-- Stored rows start --

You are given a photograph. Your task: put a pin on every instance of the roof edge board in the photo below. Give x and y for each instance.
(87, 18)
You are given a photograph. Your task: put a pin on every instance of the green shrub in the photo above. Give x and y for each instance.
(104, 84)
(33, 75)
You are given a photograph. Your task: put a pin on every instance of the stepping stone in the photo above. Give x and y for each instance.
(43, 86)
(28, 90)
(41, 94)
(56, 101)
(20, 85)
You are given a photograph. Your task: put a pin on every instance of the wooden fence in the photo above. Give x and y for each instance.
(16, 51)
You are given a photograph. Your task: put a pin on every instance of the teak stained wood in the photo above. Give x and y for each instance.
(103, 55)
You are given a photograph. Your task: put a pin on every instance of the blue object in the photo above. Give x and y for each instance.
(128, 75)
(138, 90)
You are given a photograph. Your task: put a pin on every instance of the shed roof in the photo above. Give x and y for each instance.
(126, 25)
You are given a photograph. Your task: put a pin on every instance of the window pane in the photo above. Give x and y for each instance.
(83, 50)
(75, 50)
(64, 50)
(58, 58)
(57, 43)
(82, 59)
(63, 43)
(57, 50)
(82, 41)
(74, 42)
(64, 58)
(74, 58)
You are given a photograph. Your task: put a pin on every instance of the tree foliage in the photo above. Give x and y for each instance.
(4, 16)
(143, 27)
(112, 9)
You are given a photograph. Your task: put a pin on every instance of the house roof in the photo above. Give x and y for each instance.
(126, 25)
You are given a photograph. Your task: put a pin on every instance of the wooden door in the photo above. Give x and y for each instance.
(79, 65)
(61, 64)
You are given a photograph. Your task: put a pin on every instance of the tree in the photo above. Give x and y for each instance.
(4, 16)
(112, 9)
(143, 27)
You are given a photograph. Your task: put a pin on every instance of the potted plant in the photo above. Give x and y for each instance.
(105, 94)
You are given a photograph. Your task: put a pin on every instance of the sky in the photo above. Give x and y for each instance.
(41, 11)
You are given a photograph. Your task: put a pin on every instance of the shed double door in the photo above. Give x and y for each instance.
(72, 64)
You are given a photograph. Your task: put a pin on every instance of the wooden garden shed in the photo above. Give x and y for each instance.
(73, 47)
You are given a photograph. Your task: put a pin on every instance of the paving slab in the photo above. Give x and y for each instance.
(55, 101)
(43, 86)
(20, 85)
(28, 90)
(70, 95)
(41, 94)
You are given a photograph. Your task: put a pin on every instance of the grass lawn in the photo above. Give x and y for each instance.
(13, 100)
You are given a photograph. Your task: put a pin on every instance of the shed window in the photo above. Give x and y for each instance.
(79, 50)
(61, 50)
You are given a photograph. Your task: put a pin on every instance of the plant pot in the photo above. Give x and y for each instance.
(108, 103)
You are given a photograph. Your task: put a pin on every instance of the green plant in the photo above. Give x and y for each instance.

-- Stored rows end --
-- Stored rows start --

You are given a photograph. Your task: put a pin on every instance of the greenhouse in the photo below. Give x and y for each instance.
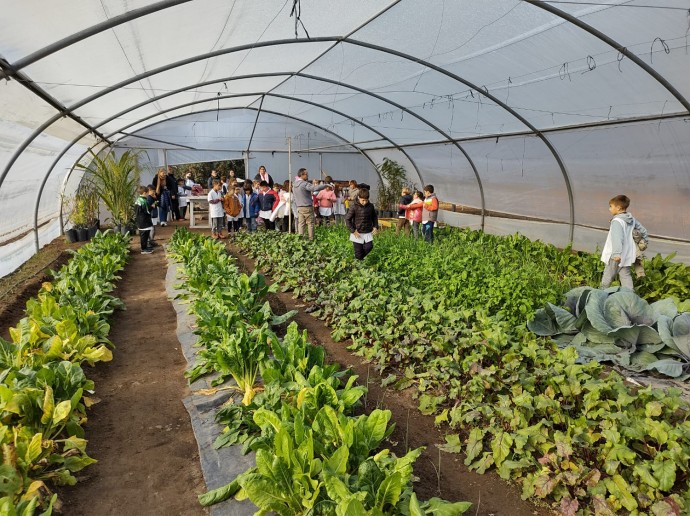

-- Stored rows end --
-- Stored rows start --

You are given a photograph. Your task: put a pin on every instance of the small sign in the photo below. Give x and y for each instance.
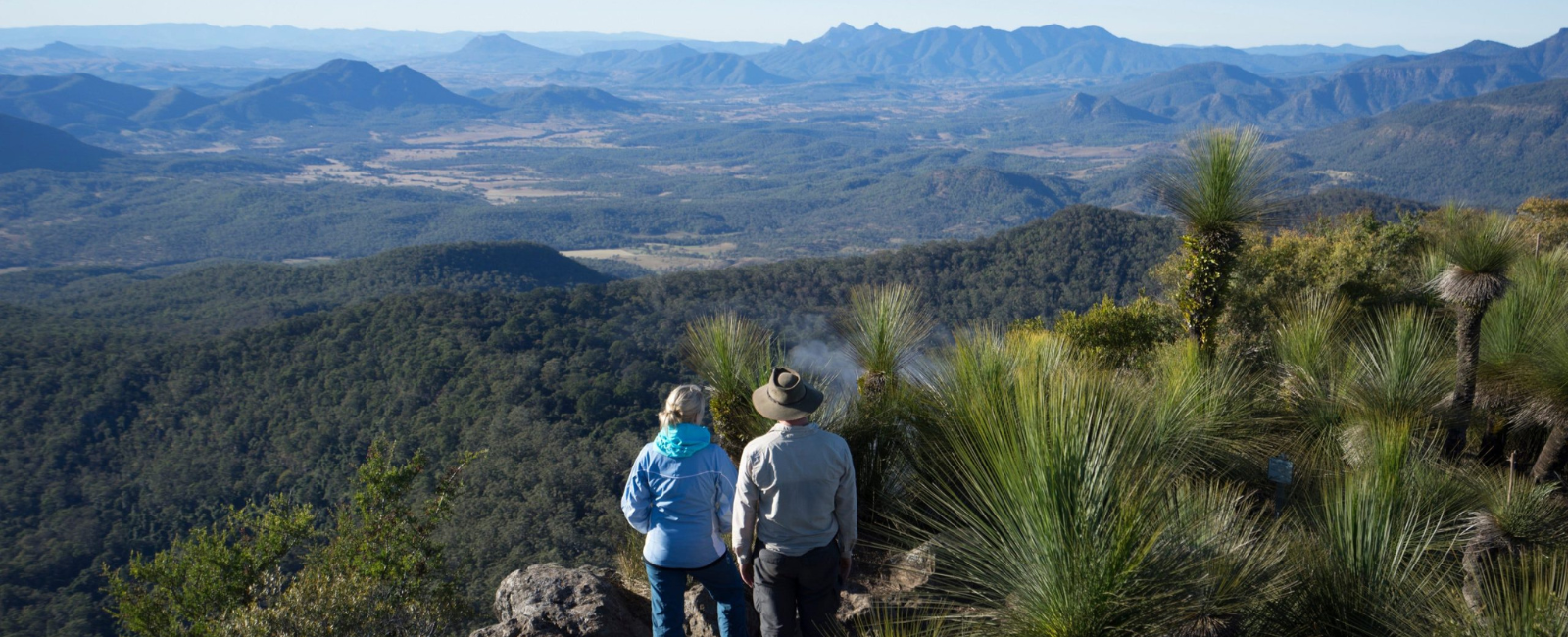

-- Stored rows end --

-- What you are asked to do --
Render the items above, from the line containing "of the plant" through the line containing "the green plant", as a numbered list, leaving out any blank lines.

-- Final result --
1. You are given a photograph. Your task: put a pin on every instance of the plant pot in the photo above. Give x and y for each instance.
2. (108, 103)
3. You are given a photograph. Your task: put a pin on every instance of the green plant in the photo above. Give x and y for each instance.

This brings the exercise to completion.